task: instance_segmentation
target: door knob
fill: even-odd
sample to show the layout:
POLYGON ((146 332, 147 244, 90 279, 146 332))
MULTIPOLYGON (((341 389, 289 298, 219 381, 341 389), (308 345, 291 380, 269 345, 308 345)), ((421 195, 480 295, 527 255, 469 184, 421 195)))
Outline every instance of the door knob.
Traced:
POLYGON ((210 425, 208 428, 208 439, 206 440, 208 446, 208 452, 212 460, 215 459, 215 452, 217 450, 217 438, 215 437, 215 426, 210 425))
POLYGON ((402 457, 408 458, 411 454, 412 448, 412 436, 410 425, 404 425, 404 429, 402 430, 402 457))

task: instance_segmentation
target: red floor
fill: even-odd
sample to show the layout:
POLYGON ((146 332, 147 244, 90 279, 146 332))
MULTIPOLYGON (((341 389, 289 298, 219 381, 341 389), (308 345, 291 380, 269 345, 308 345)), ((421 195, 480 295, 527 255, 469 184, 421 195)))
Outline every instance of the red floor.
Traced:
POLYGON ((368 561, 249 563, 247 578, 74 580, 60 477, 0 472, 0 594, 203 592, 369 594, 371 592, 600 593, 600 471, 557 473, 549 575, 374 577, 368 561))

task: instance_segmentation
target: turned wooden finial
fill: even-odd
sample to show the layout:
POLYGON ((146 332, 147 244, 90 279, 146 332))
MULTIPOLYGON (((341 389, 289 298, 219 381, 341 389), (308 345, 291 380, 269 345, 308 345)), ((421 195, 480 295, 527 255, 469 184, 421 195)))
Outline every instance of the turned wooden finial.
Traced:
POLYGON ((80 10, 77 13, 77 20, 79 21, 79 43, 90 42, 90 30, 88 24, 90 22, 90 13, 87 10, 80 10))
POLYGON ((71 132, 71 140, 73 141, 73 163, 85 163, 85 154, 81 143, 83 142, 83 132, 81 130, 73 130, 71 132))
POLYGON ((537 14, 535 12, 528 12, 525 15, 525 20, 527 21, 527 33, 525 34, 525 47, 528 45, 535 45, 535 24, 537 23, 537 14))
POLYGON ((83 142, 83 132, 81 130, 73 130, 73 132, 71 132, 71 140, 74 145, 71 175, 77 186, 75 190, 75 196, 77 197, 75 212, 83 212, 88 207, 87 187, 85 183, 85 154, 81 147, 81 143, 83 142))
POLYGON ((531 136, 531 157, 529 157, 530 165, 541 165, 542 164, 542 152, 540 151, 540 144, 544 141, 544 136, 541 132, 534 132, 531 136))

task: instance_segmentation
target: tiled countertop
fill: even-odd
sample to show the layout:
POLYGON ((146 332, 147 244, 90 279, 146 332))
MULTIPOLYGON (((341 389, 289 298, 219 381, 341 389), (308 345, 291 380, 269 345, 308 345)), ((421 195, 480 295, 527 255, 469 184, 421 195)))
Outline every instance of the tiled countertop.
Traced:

● **Task requirements**: Task for the records above: copy every line in which the word "countertop" occurs.

● **Written solution**:
target: tiled countertop
Outline every instance of the tiled countertop.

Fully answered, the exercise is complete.